### PROBLEMA BREVE 1
Indique se cada afirmação está de acordo com o texto sobre a participação dos trabalhadores e os CCQs, respondendo sim ou não e citando literalmente o trecho decisivo: (a) a pesquisa de 1991 abrangeu 164 empresas; (b) segundo a estimativa do consultor, o número de empresas que usavam o CCQ subiu para 2000 em 1988; (c) de acordo com a pesquisa de 1991, 30% das empresas que introduziram os CCQs desistiram da experiência.
### PROBLEMA BREVE 2
Redija a continuação do texto sobre a participação dos trabalhadores e os CCQs, partindo de sua última frase.

### TEXTO DO DOCUMENTO
========

O processo de difusão das idéias de downsizing, a reorganização dos processos decisórios e a redução dos níveis hierárquicos trouxeram modificações no significado atribuído ao conceito de participação dos trabalhadores na imprensa de negócios e nas empresas. No final da década, com a divulgação das idéias de reengenharia, a "participação" passava ser associada não somente ao aumento da produtividade no chão de fábrica, como foram os CCQs, mas também à redistribuição dos processos de decisão na empresa. Na metade da década de 80, auge da divulgação das idéias sobre a administração industrial japonesa, a "participação" estava associada ao Círculo de Controle de Qualidade, designando uma função de acompanhamento do transcorrer do fluxo de produção com o objetivo de redução de custos; na época da reengenharia, o tema vinha inserido na Administração Participativa, ou seja, o envolvimento operário visando a flexibilidade das ações e a troca de informações na empresa, e tornando desnecessária a supervisão direta e os diversos níveis de gerenciamento, que passaram a ser vistos como fontes de enrijecimento e de "burocratização" das decisões da empresa.

Apesar de os dados disponíveis sobre a utilização de CCQs nas empresas serem imprecisos, pode-se observar que essa caracterização de "participação" começou a decair na imprensa de negócios e nas empresas a partir de 1987, como se demonstra a seguir.

Dados da Fundação Chistiano Ottoni (atual FDG), uma das principais entidades de divulgação das idéias sobre as ferramentas gerenciais da qualidade, confirmavam a tendência apontada anteriormente. Uma pesquisa realizada em 164 empresas em todo o país, no ano de 1991, indicou que 30% das empresas que introduziram os Círculos de Controle de Qualidade desistiram da experiência. Segundo o consultor Claudius D'Artaghan, um dos pioneiros na implantação dos CCQs no Brasil, "os CCQs viraram um nome meio maldito, porque não funcionou em algumas empresas". Sua estimativa era que em 1988 o número de empresas que usavam o CCQ tinha sido reduzido de 2000 para 600 (revista Exame, fevereiro de 1988).

========

### DADOS APRESENTADOS
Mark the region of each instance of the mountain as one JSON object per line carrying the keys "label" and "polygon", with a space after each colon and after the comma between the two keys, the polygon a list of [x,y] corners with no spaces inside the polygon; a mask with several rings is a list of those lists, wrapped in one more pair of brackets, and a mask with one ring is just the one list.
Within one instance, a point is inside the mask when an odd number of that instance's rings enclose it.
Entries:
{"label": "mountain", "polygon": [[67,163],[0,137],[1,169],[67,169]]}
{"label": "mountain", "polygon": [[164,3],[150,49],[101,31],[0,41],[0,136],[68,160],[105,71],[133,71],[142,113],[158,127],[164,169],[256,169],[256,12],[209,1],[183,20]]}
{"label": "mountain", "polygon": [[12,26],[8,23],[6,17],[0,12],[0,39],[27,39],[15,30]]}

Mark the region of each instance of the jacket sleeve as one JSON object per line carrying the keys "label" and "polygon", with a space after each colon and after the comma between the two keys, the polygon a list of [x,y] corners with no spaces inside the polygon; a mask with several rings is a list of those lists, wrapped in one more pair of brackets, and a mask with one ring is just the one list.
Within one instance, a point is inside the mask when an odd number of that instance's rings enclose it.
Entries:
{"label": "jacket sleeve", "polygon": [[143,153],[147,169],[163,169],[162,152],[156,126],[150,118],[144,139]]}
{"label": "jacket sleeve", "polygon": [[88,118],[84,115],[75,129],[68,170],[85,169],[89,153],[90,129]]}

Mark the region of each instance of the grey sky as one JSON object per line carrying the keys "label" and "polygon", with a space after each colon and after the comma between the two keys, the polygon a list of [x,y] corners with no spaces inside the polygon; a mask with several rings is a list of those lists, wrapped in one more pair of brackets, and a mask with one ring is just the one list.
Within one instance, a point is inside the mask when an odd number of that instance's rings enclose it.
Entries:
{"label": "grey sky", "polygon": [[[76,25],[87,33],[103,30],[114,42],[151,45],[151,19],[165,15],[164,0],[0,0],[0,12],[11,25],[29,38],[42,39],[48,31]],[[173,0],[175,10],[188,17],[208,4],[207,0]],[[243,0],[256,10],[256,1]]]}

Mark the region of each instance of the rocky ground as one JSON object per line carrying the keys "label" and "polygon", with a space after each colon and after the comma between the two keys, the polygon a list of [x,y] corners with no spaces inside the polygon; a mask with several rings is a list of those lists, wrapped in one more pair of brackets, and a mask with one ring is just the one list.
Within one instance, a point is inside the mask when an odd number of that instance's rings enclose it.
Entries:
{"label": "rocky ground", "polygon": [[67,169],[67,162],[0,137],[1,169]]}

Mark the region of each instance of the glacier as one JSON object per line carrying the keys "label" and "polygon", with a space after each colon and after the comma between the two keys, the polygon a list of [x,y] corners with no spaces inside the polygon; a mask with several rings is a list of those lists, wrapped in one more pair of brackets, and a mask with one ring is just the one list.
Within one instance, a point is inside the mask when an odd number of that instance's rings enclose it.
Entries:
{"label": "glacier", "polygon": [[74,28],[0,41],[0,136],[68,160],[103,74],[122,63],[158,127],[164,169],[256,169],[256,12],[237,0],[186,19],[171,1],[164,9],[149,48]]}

========

### RESPOSTA DO EXERCÍCIO 1
(a) Sim: "Uma pesquisa realizada em 164 empresas em todo o país, no ano de 1991".
(b) Não: "em 1988 o número de empresas que usavam o CCQ tinha sido reduzido de 2000 para 600".
(c) Sim: "30% das empresas que introduziram os Círculos de Controle de Qualidade desistiram da experiência".

### RESPOSTA DO EXERCÍCIO 2
Ao se analisar a mensagem passada aos leitores/gerentes pelos exemplos da revista, depara-se com dois componentes básicos: i) quanto à "participação", é possível observar que estava associada a uma forma de agilizar e descentralizar as decisões da empresa, com o objetivo de tornar o grupo de trabalhadores o mais auto-suficiente possível para resolver problemas cotidianos da produção, visando o aumento de flexibilidade e produtividade e tornando desnecessária a supervisão direta; ii) quanto à função gerencial, pode-se dizer que os exemplos reportavam à necessidade de mudanças nas atitudes dos gerentes para uma maneira de administrar a empresa que levasse em conta as experiências e a possibilidade de intervenção rápida dos empregados nos acontecimentos diários, dando mais flexibilidade e agilidade nas decisões.

Como condição para sobreviver aos cortes nos cargos gerenciais, os gerentes deveriam "delegar e orientar" as tarefas, em vez de somente fiscalizá-las. Isso ficava claro nas reportagens em que se enfatizava a redução dos níveis hierárquicos. Esses níveis passaram a ser vistos como fontes de morosidade que impediam a flexibilidade da empresa. Tal direcionamento era expresso nas palavras do então presidente do grupo Rhodia, empresa referência das mudanças organizacionais do período, Edson Vaz Musa: "eu mesmo tenho grande dificuldade de delegar poderes aos outros, mas estou convencido de que esse é o caminho"; "ganharemos em dinamismo e, a médio prazo, isso fará aumentar a produtividade e a lucratividade da empresa" (revista Exame, outubro de 1990).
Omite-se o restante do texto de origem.